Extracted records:
*** Block opens ***

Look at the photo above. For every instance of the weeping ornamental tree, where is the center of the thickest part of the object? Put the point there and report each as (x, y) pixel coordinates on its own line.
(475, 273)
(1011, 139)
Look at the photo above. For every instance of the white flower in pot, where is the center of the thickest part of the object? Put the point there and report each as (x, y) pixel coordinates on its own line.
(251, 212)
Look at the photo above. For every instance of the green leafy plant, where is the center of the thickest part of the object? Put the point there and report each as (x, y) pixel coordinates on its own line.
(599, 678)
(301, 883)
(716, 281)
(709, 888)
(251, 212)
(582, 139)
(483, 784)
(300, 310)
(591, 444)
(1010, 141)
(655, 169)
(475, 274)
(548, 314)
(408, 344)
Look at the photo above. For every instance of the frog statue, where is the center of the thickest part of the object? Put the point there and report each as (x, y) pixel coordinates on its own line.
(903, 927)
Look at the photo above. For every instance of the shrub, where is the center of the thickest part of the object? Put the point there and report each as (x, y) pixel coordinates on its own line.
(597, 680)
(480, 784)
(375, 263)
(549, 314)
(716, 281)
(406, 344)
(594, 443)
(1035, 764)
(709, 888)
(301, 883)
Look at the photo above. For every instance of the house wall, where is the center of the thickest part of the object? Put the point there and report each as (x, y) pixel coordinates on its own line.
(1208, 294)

*** Block closes ***

| EXERCISE BRIEF |
Repeat all the entries word for word.

| EXERCISE RESPONSE |
Look at the photo above. For every instance of the weeping ornamental tree, where is the center of the thickest part of the object? Put the point there and report each as (x, y) pixel coordinates on its own line.
(475, 273)
(1011, 139)
Look at the photo above. For every instance of the white flower in pot, where is the center of the thickest part of the object? Put the point there and report each as (x, y) pixel coordinates on its own line.
(251, 212)
Look at the photo above. For every instance of the green leafy plant, where is the center of the thickest part of the object? Put the point there and report each as (x, y) pixel coordinates on its own line.
(599, 678)
(301, 883)
(716, 281)
(709, 888)
(251, 212)
(582, 139)
(483, 784)
(300, 310)
(591, 444)
(1010, 141)
(655, 169)
(475, 274)
(548, 314)
(408, 344)
Look at the photo above. For every instance of the frog statue, where is the center of the thickest part of the object? Put the point there and report each as (x, y) pixel coordinates on its own line.
(903, 927)
Look at the photo above. For every instance of the shrub, where is the center of the thickest part of the object? Put the point there and report each as (x, y) pixel coordinates on its own line.
(597, 680)
(480, 784)
(375, 263)
(549, 314)
(716, 281)
(406, 344)
(594, 443)
(1035, 764)
(709, 888)
(301, 883)
Look at the photo above. For every instance of the house wall, where is the center of the thickest part of the object? Put the point there and report each as (x, y) pixel coordinates on its own line.
(1208, 294)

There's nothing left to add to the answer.